PROBLEM DESCRIPTION:
Please extend the text on continuous random variables, picking up right after its final line.

TEXT EXTRACT:
** START **

Continuous random variables

Random variables that are not discrete
- Approval ratings
- GDP
- Wait time between wars: $X(t) = t$ for all $t$
- Proportion of vote received: $X(v) = v$ for all $v$
Many analogues to discrete probability distributions
We need calculus to answer questions about probability

Probability density function

norm_pdf <- data_frame(x = seq(-3, 3, by = .05),
           y = dnorm(x = x, mean = 1, sd = 2),
           fill = x >= .5 & x <= 2)

ggplot(norm_pdf) +
  geom_line(aes(x, y)) +
  geom_ribbon(data = filter(norm_pdf, fill),
              aes(x = x,
                  ymin = 0, ymax = y),
              fill = "blue") +
  labs(x = expression(x),
       y = expression(f(x)))

What is the area under the curve under $f(x)$ between $.5$ and $2$?

\[\int_{1/2}^{2} f(x)dx = F(2) - F(1/2)\]

Definition

$X$ is a continuous random variable if there exists a nonnegative function defined for all $x \in \Re$ having the property for any (measurable) set of real numbers $B$,

\[ \begin{eqnarray} \Pr(X \in B) & = & \int_{B} f_X(x)dx \end{eqnarray} \]

Non-negative meaning $f(x)$ is never negative
$\Pr(X \in B)$: probability that $X$ is is an element of $B$
We’ll call $f(\cdot)$ the probability density function (PDF) for $X$

The probability that the value of $X$ falls within an interval is

\[\Pr (a \leq X \leq b) = \int_a^b f_X(x) dx\]

and can be interpreted as the area under the graph of the PDF. For any single value $a$, we have $\Pr (X = a) = \int_a^a f_X(x) dx = 0$. Note that to qualify as a PDF, a function $f_X$ must be nonnegative, i.e. $f_X(x) \geq 0$ for every $x$, and must also have the normalization property

\[\int_{-\infty}^{\infty} f_X(x) dx = \Pr (-\infty \leq X \leq \infty) = 1\]

Example: Uniform Random Variable

$X \sim \text{Uniform}(0,1)$

\[ f_X(x) = \left\{ \begin{array}{ll} c & \quad \text{if } 0 \leq x \leq 1 \\ 0 & \quad \text{otherwise} \end{array} \right. \]

for some constant $c$. The constant can be determined from the normalization property

\[1 = \int_{-\infty}^{\infty} f_X(x)dx = \int_0^1 c dx = c \int_0^1 dx = c\]

so that $c=1$.

data_frame(x = seq(-.5, 1.5, by = .01),
           y = dunif(x)) %>%
  ggplot(aes(x, y)) +
  geom_step() +
  labs(x = expression(x),
       y = expression(f[X](x)))

** END **

DATA LINES:

** START **

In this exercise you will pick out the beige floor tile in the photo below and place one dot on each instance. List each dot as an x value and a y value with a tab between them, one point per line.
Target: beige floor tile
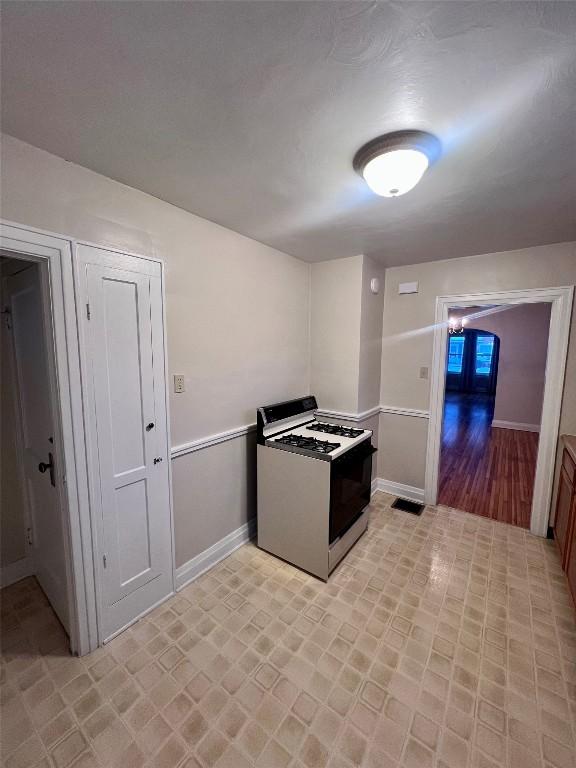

** END **

ANSWER BELOW:
\[ \begin{eqnarray} \Pr(X \in [0.2, 0.5]) & = & \int_{0.2}^{0.5} 1 dx \nonumber \\ & = & X |^{0.5}_{0.2} \nonumber \\ & = & 0.5 - 0.2 \nonumber \\ & = & 0.3\nonumber \end{eqnarray} \]

\[ \begin{eqnarray} \Pr(X \in [0, 1] ) & = & \int_{0}^{1} 1 dx \nonumber \\ & = & X |^{1}_{0} \nonumber \\ & = & 1 - 0 \nonumber \\ & = & 1 \nonumber \end{eqnarray} \]

\[ \begin{eqnarray} \Pr(X \in [0.5, 0.5]) & = & \int_{0.5}^{0.5} 1dx \nonumber \\ & = & X|^{0.5}_{0.5} \nonumber \\ & = & 0.5 - 0.5 \nonumber \\ & = & 0 \nonumber \end{eqnarray} \]

\[ \begin{eqnarray} \Pr(X \in \{[0, 0.2]\cup[0.5, 1]\}) & = & \int_{0}^{0.2} 1dx + \int_{0.5}^{1} 1dx \nonumber \\ & = & X_{0}^{0.2} + X_{0.5}^{1} \nonumber \\ & = & 0.2 - 0 + 1 - 0.5 \nonumber \\ & = & 0.7 \nonumber \end{eqnarray} \]

More generally, the PDF of a uniform random variable has the form

\[ f_X(x) = \left\{ \begin{array}{ll} \frac{1}{b-a} & \quad \text{if } a \leq x \leq b \\ 0 & \quad \text{otherwise} \end{array} \right. \]

To summarize
- $\Pr(X = a) = 0$
- $\Pr(X \in (-\infty, \infty) ) = 1$
- If $F$ is antiderivative of $f$, then $\Pr(X \in [c,d]) = F(d) - F(c)$ (Fundamental theorem of calculus)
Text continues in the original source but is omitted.